### [Data rows]
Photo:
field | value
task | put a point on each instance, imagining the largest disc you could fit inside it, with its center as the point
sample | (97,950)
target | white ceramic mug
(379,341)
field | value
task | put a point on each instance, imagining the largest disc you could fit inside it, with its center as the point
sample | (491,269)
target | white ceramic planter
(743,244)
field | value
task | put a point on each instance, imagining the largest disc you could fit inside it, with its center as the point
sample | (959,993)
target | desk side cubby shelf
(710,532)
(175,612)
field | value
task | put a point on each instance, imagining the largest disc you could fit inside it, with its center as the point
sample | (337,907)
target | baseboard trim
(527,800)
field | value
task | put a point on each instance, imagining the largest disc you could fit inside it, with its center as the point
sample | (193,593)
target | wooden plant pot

### [Exercise directions]
Can you swap "ceramic" for "stoneware" everywhere in the rows above and give them all again, with nothing else changed?

### [Result]
Photo:
field | value
task | put a point on each instance, imagining the largest disc you could fit inside it, with its center as the point
sample | (97,950)
target | white stoneware mug
(379,341)
field | value
task | put a point on each instance, imagining the largest disc you could fit inside it, with its center as the point
sample | (491,269)
target | white stoneware planter
(743,244)
field | value
task | put a point on each instance, imagining the largest disc you could fit inside it, with its center as the point
sample | (959,993)
target | desk side cubby shelf
(710,532)
(175,612)
field | value
task | put a point on each instance, imagining the largest disc you could fit inside it, with its center as the point
sample | (337,907)
target | baseboard trim
(527,800)
field | value
task | put a point on each instance, imagining the largest disc you could fit inside it, with its center as the point
sample | (193,593)
target | wooden plant pot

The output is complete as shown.